Extend the passage below on comparing two samples, starting directly after its last sentence.

**Document excerpt:**
________________

Comparing Two Samples¶
The nearest neighbor approach to classification is motivated by the idea that an individual is likely to resemble its nearest neighbors. Looking at this another way, we can say that individuals in one class don't resemble individuals in another. Machine learning gives us a powerful way to spot this lack of resemblance and use it to classify. It illuminates patterns that we wouldn't necessarily be able to spot just by examining one or two attributes at at time.
However, there is much that we can learn from just a single attribute. To see this, we will compare the distributions of the attribute in the two classes.
Let's take a look at Brittany Wenger's breast cancer data and see whether using just one attribute has any hope of producing a reasonable classifier. As before, we'll do our exploration on a randomly chosen training set, and test our classifer on the remaining hold-out set.
patients = Table.read_table('breast-cancer.csv').drop('ID')
shuffled_patients = patients.sample(with_replacement=False)
training_set = shuffled_patients.take(np.arange(341))
test_set = shuffled_patients.take(np.arange(341, 683))
training_set
Let's see what the second attribute, Uniformity of Cell Size
, can tell us about a patient's class.

________________

**Data for analysis:**
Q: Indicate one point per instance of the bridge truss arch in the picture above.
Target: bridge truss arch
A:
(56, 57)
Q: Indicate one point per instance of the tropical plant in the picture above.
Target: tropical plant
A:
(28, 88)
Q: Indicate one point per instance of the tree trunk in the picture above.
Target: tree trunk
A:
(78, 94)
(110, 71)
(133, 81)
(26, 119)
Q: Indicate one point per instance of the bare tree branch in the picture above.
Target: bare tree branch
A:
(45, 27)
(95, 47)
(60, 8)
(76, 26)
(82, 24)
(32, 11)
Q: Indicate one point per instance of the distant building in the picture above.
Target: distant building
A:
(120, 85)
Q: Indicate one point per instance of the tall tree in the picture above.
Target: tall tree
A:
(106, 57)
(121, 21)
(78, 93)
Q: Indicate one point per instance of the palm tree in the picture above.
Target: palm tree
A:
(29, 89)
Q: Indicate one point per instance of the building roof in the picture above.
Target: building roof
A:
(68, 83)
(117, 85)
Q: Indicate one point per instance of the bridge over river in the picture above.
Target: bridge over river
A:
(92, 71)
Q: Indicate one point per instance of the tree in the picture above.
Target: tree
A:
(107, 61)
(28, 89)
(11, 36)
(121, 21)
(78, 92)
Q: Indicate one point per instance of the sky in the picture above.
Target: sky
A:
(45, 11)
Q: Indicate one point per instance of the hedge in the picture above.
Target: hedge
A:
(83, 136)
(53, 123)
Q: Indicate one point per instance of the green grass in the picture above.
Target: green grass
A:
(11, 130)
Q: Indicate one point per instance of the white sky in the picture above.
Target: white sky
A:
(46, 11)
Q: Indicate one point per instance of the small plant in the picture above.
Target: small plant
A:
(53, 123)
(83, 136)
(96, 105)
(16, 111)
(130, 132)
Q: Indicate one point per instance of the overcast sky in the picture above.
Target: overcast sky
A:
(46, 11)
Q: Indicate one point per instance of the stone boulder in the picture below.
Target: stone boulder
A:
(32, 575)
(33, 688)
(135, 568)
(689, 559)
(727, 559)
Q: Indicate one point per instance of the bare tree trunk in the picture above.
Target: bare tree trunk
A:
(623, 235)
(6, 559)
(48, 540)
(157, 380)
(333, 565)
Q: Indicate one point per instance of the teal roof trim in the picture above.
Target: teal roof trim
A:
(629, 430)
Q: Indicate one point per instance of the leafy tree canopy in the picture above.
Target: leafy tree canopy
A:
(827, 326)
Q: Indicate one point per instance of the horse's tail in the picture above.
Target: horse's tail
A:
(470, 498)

________________

**Result:**
training_cellsize = training_set.select('Class', 'Uniformity of Cell Size').relabel(1, 'Uniformity')
training_cellsize
The Class
and Uniformity
columns appear numerical but they're really both categorical. The classes are "cancerous" (1) and "not cancerous" (0). Uniformity was rated on a scale of 1 to 10, but those labels were determined by humans, and they could just as well have been ten labels like "pretty uniform", "not uniform at all", and so on. (A 2 isn't necessarily twice as uniform as a 1.) So we are comparing two categorical distributions, one for each class.
For each class, we need the number of training set patients who had each uniformity rating. The pivot
method will do the counting for us.
training_counts = training_cellsize.pivot('Class', 'Uniformity')
training_counts
We now have something resembling a distribution of uniformity rating, for each class. And the two look rather different. However, let's be careful – while the total number of patients in the two classes is 341 (the size of the training set), more than half are in Class 0.
np.sum(training_counts.column('0'))
So to compare the two distributions we should convert the counts to proportions and then visualize.
def proportions(array):
return array/np.sum(array)
training_dists = training_counts.select(0).with_columns(
'0', proportions(training_counts.column('0')),
'1', proportions(training_counts.column('1'))
)
training_dists.barh('Uniformity')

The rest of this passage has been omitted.